=== TASK TO COMPLETE ===
Copy each line below that contains the word "dark". Treat uppercase and lowercase as distinct when matching.

=== THE DATA ===
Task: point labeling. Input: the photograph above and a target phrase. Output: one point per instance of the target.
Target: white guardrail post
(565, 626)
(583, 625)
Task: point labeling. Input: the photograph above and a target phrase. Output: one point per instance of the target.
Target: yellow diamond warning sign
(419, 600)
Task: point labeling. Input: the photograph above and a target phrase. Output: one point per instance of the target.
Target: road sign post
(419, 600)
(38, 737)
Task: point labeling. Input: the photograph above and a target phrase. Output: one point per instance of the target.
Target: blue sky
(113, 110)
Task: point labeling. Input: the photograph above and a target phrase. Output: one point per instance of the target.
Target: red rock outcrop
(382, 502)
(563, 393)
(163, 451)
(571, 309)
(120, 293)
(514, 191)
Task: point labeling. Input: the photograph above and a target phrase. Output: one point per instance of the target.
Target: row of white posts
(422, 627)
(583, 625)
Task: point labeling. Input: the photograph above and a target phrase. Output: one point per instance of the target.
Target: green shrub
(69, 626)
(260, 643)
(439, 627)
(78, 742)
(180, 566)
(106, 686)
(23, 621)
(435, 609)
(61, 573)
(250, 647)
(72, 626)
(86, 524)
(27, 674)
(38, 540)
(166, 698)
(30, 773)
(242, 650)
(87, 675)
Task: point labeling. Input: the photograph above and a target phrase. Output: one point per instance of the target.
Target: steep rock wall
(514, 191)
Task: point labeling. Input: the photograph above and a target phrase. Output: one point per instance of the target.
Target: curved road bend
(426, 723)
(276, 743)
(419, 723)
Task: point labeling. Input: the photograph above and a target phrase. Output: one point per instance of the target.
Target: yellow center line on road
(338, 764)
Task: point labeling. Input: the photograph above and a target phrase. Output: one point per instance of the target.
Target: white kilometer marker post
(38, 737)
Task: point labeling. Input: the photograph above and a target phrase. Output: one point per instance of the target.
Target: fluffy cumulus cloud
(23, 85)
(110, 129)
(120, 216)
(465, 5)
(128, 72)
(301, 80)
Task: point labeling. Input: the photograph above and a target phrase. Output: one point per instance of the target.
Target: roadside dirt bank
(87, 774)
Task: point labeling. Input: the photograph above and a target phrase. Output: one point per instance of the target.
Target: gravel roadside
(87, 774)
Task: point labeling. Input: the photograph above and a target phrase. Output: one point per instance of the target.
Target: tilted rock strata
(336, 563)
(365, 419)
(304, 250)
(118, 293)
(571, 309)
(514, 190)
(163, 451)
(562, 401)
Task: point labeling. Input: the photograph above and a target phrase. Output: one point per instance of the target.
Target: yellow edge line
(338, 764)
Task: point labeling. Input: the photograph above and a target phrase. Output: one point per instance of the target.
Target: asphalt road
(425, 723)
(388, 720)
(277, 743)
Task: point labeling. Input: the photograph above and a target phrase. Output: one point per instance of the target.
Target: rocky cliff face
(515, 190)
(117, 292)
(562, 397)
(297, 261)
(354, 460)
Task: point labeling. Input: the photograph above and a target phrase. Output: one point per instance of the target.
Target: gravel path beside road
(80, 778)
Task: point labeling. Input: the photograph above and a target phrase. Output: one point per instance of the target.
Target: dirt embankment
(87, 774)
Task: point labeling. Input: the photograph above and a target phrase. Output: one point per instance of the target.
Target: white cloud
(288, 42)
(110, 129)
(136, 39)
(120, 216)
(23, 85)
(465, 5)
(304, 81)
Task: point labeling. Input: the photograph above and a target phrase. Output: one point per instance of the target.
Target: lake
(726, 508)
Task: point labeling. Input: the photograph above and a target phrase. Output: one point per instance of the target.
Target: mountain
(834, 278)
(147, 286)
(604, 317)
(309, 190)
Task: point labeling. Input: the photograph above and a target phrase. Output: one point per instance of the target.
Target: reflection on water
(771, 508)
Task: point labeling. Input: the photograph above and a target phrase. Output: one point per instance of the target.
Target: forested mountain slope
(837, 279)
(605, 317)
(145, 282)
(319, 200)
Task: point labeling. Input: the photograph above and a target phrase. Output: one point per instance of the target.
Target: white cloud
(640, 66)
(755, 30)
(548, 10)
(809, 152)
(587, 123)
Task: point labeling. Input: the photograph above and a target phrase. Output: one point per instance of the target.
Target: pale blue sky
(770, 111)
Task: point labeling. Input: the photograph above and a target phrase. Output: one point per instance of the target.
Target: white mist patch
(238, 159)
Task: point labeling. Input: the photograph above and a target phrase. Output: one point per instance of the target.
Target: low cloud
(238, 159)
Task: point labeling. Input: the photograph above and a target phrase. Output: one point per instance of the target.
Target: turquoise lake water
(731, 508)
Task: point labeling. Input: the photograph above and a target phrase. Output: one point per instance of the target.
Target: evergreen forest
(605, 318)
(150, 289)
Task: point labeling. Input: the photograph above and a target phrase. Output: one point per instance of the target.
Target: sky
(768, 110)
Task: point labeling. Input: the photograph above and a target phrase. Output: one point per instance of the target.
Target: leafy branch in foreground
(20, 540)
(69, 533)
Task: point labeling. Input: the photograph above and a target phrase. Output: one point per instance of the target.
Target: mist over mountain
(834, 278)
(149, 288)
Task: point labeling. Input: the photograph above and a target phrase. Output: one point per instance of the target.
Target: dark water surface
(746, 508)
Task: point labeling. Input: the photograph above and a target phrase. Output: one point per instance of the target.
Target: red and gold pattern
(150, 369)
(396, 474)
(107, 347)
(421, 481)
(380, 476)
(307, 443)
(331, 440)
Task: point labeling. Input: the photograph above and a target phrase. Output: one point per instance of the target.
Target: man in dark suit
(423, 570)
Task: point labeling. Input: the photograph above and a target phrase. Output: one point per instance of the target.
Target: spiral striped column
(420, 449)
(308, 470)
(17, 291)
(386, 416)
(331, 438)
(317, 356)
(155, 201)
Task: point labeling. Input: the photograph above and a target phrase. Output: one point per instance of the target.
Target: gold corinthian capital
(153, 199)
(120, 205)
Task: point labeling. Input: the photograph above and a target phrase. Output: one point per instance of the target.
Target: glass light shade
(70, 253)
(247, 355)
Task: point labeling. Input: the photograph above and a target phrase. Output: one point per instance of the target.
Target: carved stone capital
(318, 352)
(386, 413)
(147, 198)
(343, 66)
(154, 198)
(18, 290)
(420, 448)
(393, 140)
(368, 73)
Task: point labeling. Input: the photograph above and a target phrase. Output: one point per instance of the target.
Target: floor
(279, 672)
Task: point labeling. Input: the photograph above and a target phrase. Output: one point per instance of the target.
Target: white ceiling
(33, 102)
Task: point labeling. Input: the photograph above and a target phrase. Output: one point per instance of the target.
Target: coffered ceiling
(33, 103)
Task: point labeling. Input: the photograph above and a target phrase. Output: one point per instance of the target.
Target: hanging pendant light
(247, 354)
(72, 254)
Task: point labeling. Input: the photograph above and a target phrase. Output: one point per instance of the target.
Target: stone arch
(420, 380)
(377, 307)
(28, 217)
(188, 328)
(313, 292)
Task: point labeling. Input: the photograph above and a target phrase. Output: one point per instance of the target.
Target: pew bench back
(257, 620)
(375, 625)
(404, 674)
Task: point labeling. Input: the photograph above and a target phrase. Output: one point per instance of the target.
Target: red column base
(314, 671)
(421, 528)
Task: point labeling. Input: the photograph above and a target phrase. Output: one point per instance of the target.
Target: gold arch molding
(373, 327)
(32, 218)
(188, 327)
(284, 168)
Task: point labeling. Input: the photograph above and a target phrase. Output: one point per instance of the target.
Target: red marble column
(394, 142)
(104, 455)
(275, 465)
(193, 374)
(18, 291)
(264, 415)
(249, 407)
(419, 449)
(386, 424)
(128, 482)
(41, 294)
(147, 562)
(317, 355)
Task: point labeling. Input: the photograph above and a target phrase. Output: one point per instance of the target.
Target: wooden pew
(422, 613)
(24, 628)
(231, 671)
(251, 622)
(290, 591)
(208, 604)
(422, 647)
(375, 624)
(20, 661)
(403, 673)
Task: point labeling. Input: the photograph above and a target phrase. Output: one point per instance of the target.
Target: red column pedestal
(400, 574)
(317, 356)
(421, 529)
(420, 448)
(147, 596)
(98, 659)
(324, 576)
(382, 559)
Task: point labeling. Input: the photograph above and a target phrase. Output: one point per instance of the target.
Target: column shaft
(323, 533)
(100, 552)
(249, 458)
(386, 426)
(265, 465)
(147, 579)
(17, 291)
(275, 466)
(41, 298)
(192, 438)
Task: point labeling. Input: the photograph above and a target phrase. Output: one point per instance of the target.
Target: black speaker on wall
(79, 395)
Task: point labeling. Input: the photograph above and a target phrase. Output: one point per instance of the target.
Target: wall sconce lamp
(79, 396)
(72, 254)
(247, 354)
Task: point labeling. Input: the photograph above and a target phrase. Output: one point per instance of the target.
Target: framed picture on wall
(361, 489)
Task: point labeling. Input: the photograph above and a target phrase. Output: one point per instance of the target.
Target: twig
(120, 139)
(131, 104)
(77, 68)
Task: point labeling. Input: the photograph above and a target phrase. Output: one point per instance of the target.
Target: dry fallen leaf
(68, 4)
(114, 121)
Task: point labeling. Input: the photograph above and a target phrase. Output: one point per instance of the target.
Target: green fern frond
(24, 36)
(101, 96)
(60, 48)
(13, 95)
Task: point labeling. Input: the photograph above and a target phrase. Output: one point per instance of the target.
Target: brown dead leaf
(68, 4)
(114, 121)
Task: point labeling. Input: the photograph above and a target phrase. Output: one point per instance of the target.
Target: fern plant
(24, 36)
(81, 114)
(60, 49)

=== SOLUTION ===
Target: dark water surface
Target: man in dark suit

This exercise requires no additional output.